**Exercise**
Write out every line of the records below again, shifting each coordinate in the answers by -91. Leave all other lines as they are.

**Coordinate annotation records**
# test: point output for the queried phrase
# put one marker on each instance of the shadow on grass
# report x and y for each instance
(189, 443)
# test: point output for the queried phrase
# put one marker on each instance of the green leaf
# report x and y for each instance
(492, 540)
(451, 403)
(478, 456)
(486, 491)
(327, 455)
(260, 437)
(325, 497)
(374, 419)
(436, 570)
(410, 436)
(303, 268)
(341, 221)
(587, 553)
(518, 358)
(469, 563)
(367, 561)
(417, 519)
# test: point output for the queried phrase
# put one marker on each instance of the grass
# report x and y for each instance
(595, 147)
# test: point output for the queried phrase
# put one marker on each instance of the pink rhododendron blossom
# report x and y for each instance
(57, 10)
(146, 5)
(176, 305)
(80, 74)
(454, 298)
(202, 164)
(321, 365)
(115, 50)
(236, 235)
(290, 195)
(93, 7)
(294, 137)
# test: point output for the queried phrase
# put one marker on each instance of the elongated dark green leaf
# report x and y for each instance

**Result of this task**
# test: point output for the queried phrase
# put one marker on each instance of the shadow on grass
# report x and y for each instance
(98, 352)
# test: point output for the queried phrase
# put one marker on each instance of the green leaf
# report x and y for each instance
(401, 449)
(360, 312)
(387, 365)
(395, 400)
(236, 364)
(169, 346)
(234, 406)
(283, 328)
(345, 479)
(319, 345)
(212, 177)
(250, 130)
(496, 462)
(427, 267)
(378, 472)
(276, 470)
(326, 428)
# test: point output for the queried phrase
# put one marker on each instance of the grass
# report x and y for each instance
(504, 56)
# test: point output for the queried phrase
# put one marker on each instance of the pink rhododendron blossom
# report x and y for each instance
(-34, -81)
(55, -86)
(85, 214)
(-11, -17)
(363, 207)
(111, 73)
(230, 274)
(24, -41)
(145, 144)
(199, 104)
(2, -84)
(203, 46)
# test: point output for the queried phrase
# put one marker on each instance of the elongated dark green leaf
# report x and y for each instance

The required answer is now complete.